SOURCE RECORDS START

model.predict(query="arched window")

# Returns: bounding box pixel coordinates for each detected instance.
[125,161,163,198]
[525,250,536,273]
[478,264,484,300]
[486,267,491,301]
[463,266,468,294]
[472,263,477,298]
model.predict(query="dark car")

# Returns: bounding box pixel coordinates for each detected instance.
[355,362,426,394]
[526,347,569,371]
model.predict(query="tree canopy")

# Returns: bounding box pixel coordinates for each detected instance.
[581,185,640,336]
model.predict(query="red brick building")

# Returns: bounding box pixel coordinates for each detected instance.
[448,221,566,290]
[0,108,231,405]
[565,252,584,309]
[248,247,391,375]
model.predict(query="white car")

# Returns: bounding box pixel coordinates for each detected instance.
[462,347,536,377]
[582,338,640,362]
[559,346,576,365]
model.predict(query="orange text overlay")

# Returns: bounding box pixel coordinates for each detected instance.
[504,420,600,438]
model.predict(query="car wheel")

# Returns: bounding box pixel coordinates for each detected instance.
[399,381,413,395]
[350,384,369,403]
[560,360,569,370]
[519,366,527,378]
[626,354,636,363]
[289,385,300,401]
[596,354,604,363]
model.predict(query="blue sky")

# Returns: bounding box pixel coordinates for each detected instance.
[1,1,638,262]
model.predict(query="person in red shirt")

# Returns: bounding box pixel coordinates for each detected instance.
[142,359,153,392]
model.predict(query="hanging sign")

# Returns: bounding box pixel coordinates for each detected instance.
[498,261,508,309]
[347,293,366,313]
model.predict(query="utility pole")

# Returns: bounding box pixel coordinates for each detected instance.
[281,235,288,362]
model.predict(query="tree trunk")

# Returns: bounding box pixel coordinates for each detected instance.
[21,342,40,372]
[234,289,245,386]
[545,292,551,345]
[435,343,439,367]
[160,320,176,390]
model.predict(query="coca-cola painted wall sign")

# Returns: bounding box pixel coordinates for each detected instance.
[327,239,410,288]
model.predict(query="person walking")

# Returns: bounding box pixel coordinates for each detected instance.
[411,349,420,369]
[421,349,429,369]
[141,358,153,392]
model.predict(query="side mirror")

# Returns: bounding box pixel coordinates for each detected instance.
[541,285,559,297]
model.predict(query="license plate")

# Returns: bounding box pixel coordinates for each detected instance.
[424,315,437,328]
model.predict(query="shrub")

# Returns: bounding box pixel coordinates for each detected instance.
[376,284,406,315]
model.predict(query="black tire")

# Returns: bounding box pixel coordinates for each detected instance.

SOURCE RECORDS END

Write every entry out again. Leave each one exactly as it is.

model.predict(query="arched window")

# Returns: bounding box pixel coordinates for each detected instance.
[125,161,163,198]
[525,250,536,273]
[478,264,484,300]
[486,267,491,301]
[463,266,468,294]
[472,263,477,298]
model.predict(query="dark car")

# Returns: bounding box pixel coordinates for each detected instance.
[355,362,426,394]
[526,347,569,371]
model.predict(query="tree canopy")

# Returns: bounding box pixel coordinates for each detected instance.
[581,185,640,336]
model.predict(query="red brick building")

# Returns: bounding box pixel coordinates for each detected instance.
[448,221,566,290]
[0,108,231,405]
[565,252,584,309]
[248,247,391,375]
model.predict(query="white car")

# Returns: bounding box pixel coordinates for each detected instance.
[462,347,536,377]
[582,338,640,362]
[559,346,576,365]
model.predict(query="orange text overlay")

# Returns: bounding box pixel coordinates for each detected instance.
[504,420,600,438]
model.predict(query="car wheel")

# Returns: bounding box pixel coordinates for each detected instance.
[399,381,413,395]
[350,384,369,403]
[560,360,569,370]
[519,366,527,378]
[626,354,636,363]
[289,385,300,401]
[596,354,604,363]
model.predict(query="blue sky")

# Returns: bounding box pixel coordinates for each detected instance.
[1,1,638,262]
model.predict(query="person in red shirt")

# Returns: bounding box pixel coordinates for each detected instance.
[142,359,153,392]
model.predict(query="hanging sign")

# Returns: bounding box pixel coordinates for each detected instance.
[498,261,508,309]
[347,293,366,313]
model.predict(query="utility pole")

# Returns: bounding box pixel coordinates for each detected instance.
[281,235,288,362]
model.predict(query="tree trunk")

# Returns: bounding box pixel coordinates for each detected instance.
[21,342,40,372]
[234,289,245,386]
[545,292,551,345]
[435,343,439,367]
[160,320,176,390]
model.predict(query="coca-cola painted wall sign")

# Returns: bounding box pixel coordinates for each detected instance.
[327,239,410,288]
model.predict(query="person walking")

# Returns: bounding box pixel coordinates for each detected instance.
[411,349,420,369]
[421,349,429,369]
[141,358,153,392]
model.predict(query="side mirror")

# Returns: bounding box pixel coordinates for each detected instance.
[541,285,559,297]
model.predict(query="license plate")

# Returns: bounding box pixel coordinates for each detected instance.
[424,315,437,328]
model.predict(query="shrub")

# Returns: bounding box pixel coordinates for each detected instance.
[376,284,406,315]
model.predict(query="black tire")

# Returns: bounding box pixel coordinates for each detected instance.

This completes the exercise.